EXTRAIT —
::::::::::

Pour le psalmiste, l’amour de Dieu n’est pas une réalité dont il est impossible de faire l’expérience, puisqu’il l’implore. La joie et l’allégresse, qui en découlent, ne sont pas non plus hors de portée et peuvent très bien caractériser le cours d’une vie renouvelée par la présence divine, puisqu’elles sont ardemment recherchées. Même si notre vie ici-bas reste marquée par la finitude, par la perspective de la mort, elle peut tout aussi bien retrouver un sens et même être caractérisée par la joie. Au fond, le Psaume 90 est une incitation à persévérer dans la prière, au milieu de la plus grande détresse. Car le même Dieu qui « balaie les humains comme un peu de sommeil qui s’efface à l’aurore » est celui qui peut rendre en jours de joie les jours de nos épreuves, et en années de joie nos années de malheur. Il peut opérer ce renversement, du sein de son éternité divine.
D’ailleurs, s’il ne l’avait pas fait au cours des générations précédentes, le psalmiste aurait-il pu commencer en disant : « Ô Seigneur, d’âge en âge tu as été notre refuge »? Il se place justement dans cette succession d’hommes et de femmes qui en ont fait l’expérience dans l’humilité et la reconnaissance de ce que l’humanité pécheresse tombe bien sous la coupe du jugement divin, mais peut aussi faire appel à la grâce divine. C’est cette œuvre de grâce qu’il s’attend à voir lorsqu’il implore : « Que ton œuvre apparaisse envers tes serviteurs! »

::::::::::

CONSIGNES —
a) D'après l'extrait sur le Psaume 90, pourquoi ce psaume incite-t-il à persévérer dans la prière au milieu de la plus grande détresse ? Répondez en une à trois phrases.
b) Poursuivez le commentaire sur le Psaume 90 à partir de la dernière phrase de l'extrait.

DONNÉES FOURNIES —
::::::::::

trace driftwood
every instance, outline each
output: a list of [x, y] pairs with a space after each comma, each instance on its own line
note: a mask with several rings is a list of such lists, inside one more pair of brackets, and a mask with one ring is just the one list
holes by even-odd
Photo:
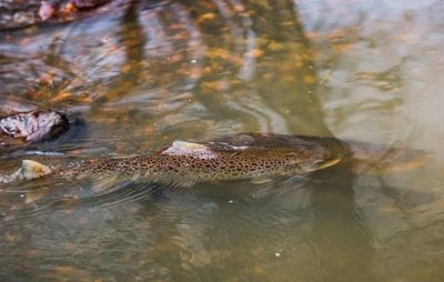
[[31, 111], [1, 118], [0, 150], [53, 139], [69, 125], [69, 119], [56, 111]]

::::::::::

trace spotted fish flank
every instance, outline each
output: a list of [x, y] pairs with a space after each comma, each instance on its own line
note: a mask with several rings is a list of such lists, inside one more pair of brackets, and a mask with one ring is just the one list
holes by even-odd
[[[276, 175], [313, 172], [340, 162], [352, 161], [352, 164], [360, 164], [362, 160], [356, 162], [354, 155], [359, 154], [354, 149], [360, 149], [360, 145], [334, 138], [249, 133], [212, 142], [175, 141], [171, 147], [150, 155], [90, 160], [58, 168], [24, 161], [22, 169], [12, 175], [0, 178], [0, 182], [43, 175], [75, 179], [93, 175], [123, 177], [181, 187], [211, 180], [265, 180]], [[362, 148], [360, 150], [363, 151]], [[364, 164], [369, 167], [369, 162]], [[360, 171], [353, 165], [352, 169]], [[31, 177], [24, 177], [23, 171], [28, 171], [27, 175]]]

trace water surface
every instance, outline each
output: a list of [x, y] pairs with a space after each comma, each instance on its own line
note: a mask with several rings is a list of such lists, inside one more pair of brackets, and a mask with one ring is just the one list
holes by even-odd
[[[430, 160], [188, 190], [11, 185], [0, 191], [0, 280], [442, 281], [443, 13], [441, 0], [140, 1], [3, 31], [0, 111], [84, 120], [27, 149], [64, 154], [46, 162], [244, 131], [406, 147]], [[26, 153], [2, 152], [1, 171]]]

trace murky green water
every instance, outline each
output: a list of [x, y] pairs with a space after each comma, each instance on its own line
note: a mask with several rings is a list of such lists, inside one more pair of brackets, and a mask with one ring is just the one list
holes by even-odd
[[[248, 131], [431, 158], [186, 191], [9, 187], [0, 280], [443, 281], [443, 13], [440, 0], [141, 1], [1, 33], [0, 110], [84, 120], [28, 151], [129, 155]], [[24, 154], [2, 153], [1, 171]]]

::::::::::

CORRIGÉ —
a) Parce que le Dieu qui « balaie les humains comme un peu de sommeil qui s'efface à l'aurore » est aussi celui qui peut changer les jours d'épreuve en jours de joie, et les années de malheur en années de joie. Il peut opérer ce renversement du sein de son éternité divine.

b)
Sur cette base, il peut conclure avec confiance en réitérant par deux fois la supplication suivante : « Fais prospérer pour nous l’ouvrage de nos mains! Oh oui! Fais prospérer l’ouvrage de nos mains! » C’est reconnaître que rien de ce que nous entreprenons ne peut aboutir, ou revêtir une solidité à l’épreuve du jugement divin, si ce n’est ce que Dieu lui-même a béni, et sur lequel il importe d’invoquer la bénédiction. Aucune de nos œuvres ne peut échapper au sort de « l’herbe qui fleurit le matin, qui passe et qui, le soir, se fane et se flétrit », si ce n’est ce qui est en conformité de caractère avec l’œuvre de Dieu, œuvre que le psalmiste aspire tant à voir apparaître aux yeux des serviteurs de Dieu. L’œuvre du Dieu éternel et les œuvres humaines destinées à résister au feu du jugement divin sont bien liées dans une relation étroite : celle de la grâce divine.
Voilà bien une leçon de sagesse divine accessible à tous. Et pourtant, combien y font attention, combien ont appris à bien compter leurs jours pour acquérir la vraie sagesse? Combien craignent le courroux divin en reconnaissant leur état de misère tout en persévérant à invoquer la grâce divine? Combien font l’expérience de la joie qui remplace l’affliction, combien ont vu leurs années de malheur remplacées par des années de joie, et ce, par la présence de la grâce ineffable de Dieu? Soyez donc parmi ceux-là afin de pouvoir transmettre cet héritage indestructible aux générations suivantes, qui, elles aussi, pourront dire, avec le psalmiste : « Ô Seigneur, d’âge en âge tu as été notre refuge. »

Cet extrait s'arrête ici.